Questions to answer
A – According to the passage about Kris Letang's injury, how long will he need to recover after his surgery?
B – Write out everything in the passage about Kris Letang's injury from "Letang, who hasn't" down to "starting next week.".

Text excerpt
Now they have to try to repeat without their best defenseman, who was arguably their most important player in the Stanley Cup Playoffs last season.
Letang will have surgery for a herniated disk in his neck and miss the playoffs. He will need 4-6 months to recover, which could take him into the start of training camp and/or next season.
Letang, who hasn't played since Feb. 21, was hopeful rest and rehabilitation would have solved his dilemma enough to allow him to play in the playoffs, but an MRI last week revealed the herniated disk.
"Rehab was going well," Letang said. "Last week it blew up on me. It's hard."
Kris Letang out for Stanley Cup Playoffs]](https://www.nhl.com/news/pittsburghs-kris-letang-out-for-playoffs/c-288462472)
So the Penguins have to go on without Letang. They've done that fairly well for the past 20 games, going 12-5-3 since he left the lineup, including 3-2-2 against teams that have either clinched or on the verge of clinching a berth into the playoffs.
But what the Penguins have done without Letang for the past nearly seven weeks isn't the point. It's what they have to do without him starting next week.

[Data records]
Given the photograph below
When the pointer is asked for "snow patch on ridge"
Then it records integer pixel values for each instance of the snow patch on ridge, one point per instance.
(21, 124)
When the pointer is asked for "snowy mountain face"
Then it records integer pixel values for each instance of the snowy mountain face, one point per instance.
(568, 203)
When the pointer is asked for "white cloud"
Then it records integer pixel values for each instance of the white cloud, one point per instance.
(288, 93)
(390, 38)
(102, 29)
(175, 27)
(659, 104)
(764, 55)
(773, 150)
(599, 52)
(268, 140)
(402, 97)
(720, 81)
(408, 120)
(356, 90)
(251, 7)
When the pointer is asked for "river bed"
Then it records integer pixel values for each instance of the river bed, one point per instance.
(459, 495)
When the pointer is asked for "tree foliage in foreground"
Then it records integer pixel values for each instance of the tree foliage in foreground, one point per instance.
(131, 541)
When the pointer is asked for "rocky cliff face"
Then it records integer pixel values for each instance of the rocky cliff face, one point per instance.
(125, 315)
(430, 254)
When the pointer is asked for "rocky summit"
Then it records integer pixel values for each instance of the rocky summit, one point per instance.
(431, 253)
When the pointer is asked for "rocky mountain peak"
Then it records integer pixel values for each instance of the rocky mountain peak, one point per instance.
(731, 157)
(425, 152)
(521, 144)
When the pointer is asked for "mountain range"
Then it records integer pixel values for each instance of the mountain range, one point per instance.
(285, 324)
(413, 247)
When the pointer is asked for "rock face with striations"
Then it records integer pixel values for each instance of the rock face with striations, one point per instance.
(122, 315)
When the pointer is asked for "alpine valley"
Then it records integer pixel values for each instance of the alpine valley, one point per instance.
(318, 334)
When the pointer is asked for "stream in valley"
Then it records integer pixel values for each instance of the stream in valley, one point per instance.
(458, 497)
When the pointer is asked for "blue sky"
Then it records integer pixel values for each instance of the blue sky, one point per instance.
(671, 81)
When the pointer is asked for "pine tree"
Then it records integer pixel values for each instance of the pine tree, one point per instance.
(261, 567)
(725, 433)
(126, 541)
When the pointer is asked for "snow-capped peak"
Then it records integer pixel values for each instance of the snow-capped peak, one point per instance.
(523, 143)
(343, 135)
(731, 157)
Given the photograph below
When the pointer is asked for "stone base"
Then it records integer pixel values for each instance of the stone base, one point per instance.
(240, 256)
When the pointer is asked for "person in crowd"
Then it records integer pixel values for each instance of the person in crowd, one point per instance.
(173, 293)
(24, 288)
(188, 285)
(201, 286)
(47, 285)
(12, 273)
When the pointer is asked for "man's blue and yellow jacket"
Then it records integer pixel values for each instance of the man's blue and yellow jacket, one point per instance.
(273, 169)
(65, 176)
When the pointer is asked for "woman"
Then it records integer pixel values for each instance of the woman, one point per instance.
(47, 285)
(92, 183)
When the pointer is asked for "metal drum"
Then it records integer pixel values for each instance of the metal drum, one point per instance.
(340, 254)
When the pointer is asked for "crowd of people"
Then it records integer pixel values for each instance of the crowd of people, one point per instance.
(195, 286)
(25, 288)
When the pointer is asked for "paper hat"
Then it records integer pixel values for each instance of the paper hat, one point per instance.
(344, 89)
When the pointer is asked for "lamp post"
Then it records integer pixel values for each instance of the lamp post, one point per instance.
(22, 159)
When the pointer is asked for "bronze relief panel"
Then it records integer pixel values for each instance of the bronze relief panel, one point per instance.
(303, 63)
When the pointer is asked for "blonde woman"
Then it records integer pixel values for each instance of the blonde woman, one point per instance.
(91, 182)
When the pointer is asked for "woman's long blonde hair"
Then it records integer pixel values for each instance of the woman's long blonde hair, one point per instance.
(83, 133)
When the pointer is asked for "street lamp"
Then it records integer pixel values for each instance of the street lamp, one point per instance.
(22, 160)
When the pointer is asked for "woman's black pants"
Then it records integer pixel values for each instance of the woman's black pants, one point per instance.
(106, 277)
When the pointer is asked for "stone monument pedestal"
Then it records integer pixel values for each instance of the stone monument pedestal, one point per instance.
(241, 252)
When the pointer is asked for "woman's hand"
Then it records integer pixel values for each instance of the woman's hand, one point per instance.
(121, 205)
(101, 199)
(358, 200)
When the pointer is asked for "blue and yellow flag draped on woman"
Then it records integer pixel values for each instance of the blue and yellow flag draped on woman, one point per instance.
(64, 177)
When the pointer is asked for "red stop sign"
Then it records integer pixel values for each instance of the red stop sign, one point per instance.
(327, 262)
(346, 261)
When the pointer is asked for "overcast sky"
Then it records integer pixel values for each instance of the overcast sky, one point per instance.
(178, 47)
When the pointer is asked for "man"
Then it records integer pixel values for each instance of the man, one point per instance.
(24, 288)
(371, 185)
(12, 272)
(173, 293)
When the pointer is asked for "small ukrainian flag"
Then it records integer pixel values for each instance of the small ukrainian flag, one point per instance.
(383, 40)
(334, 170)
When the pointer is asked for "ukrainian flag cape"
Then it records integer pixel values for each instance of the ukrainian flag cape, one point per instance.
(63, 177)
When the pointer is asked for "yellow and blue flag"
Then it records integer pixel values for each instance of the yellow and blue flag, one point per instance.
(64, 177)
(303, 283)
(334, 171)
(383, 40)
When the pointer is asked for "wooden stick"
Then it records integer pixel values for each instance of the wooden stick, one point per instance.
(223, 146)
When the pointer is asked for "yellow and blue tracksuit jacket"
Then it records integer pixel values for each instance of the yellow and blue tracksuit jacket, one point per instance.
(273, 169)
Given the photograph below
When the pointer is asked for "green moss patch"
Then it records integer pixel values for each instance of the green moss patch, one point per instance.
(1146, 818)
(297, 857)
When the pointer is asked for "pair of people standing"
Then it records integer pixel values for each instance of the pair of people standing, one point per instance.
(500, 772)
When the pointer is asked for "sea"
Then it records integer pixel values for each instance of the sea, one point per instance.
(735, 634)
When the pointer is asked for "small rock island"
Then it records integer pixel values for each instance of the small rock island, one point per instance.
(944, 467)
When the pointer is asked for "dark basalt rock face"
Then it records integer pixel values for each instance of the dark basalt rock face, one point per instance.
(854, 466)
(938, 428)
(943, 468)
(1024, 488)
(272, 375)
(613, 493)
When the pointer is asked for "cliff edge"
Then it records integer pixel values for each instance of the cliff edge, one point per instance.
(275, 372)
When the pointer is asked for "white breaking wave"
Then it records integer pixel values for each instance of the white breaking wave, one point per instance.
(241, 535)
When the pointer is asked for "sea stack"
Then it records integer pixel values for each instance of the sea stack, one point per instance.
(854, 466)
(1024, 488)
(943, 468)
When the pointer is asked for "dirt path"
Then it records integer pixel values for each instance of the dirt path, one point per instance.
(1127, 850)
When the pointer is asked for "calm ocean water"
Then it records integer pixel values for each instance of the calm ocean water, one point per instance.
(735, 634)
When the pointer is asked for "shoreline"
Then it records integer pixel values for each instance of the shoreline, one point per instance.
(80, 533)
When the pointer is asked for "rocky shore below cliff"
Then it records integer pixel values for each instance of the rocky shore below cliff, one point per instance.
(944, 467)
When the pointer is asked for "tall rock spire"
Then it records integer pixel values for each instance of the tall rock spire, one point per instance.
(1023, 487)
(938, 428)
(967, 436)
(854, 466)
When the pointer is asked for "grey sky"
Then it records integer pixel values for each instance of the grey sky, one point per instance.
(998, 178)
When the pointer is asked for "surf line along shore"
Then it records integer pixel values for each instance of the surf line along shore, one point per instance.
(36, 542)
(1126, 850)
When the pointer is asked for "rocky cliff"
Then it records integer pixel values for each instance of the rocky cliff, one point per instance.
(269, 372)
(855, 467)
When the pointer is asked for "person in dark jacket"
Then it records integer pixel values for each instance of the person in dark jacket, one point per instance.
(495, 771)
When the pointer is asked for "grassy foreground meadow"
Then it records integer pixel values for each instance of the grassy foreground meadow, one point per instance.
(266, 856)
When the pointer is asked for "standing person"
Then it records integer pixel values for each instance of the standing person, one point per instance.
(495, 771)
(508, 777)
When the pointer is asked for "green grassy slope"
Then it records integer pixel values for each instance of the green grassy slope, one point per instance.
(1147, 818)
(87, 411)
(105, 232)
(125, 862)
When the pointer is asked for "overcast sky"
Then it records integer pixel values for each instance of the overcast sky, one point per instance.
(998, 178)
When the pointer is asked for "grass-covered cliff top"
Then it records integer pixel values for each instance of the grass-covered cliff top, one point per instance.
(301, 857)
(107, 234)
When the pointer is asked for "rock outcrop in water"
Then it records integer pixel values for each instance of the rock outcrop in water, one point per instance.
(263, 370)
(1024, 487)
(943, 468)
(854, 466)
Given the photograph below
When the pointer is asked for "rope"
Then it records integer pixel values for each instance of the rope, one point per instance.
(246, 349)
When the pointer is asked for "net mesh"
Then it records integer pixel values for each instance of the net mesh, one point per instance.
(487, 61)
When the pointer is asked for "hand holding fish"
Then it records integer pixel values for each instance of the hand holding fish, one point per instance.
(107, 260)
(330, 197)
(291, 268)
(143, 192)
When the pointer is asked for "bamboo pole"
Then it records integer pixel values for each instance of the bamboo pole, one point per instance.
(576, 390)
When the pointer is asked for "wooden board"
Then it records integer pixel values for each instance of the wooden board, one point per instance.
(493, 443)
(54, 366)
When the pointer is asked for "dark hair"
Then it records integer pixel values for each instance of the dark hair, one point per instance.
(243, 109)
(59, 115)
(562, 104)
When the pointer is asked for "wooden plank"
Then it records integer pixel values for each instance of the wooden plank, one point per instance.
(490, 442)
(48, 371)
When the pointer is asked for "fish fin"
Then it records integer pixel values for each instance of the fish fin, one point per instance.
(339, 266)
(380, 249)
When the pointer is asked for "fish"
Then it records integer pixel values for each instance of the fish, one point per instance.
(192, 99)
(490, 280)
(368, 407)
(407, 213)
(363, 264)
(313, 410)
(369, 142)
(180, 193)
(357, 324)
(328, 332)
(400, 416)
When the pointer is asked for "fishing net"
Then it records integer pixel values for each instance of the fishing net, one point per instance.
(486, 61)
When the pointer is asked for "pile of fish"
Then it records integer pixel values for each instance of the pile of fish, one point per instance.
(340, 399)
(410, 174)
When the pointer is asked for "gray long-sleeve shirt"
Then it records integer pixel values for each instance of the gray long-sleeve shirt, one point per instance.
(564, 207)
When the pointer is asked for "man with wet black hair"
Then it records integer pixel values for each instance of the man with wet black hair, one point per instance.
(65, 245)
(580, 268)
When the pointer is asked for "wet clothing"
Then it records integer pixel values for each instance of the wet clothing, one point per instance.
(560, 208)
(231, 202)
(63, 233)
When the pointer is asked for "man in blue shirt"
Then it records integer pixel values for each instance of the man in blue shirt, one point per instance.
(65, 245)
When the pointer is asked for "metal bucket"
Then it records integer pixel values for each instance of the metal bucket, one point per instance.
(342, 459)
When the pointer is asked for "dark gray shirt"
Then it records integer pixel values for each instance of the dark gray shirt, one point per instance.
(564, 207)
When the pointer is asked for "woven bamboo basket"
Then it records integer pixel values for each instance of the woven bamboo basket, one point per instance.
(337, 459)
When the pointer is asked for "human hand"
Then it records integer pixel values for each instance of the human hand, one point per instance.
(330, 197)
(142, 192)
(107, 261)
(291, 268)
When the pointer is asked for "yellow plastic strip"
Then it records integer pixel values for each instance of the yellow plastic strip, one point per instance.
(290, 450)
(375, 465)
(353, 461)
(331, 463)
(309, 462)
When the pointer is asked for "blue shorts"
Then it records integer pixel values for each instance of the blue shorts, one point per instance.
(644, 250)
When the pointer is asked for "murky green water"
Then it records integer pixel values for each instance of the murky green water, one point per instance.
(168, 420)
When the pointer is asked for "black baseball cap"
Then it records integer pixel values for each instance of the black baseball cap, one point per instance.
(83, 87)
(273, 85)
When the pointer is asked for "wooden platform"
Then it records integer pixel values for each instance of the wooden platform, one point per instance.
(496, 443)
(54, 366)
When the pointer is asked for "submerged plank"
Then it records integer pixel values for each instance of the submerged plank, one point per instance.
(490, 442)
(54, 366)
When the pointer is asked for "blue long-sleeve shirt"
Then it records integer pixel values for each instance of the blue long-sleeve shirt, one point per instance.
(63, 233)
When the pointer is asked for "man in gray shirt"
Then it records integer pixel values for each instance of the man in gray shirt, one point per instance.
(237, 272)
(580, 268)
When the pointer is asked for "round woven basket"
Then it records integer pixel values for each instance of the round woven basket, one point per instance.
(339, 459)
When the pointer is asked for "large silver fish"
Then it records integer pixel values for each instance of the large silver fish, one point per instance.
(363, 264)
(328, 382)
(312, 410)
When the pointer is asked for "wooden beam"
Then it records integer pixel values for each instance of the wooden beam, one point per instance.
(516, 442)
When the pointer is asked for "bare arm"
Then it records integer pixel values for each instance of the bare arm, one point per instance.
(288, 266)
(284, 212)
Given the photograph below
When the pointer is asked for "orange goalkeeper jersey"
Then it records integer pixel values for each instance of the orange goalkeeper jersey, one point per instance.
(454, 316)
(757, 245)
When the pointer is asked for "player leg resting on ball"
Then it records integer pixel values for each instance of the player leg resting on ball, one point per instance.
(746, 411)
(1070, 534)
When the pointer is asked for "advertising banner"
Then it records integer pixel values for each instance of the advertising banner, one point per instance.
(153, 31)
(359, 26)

Task answers
A – He will need 4-6 months to recover.

B –
Letang, who hasn't played since Feb. 21, was hopeful rest and rehabilitation would have solved his dilemma enough to allow him to play in the playoffs, but an MRI last week revealed the herniated disk.
"Rehab was going well," Letang said. "Last week it blew up on me. It's hard."
Kris Letang out for Stanley Cup Playoffs]](https://www.nhl.com/news/pittsburghs-kris-letang-out-for-playoffs/c-288462472)
So the Penguins have to go on without Letang. They've done that fairly well for the past 20 games, going 12-5-3 since he left the lineup, including 3-2-2 against teams that have either clinched or on the verge of clinching a berth into the playoffs.
But what the Penguins have done without Letang for the past nearly seven weeks isn't the point. It's what they have to do without him starting next week.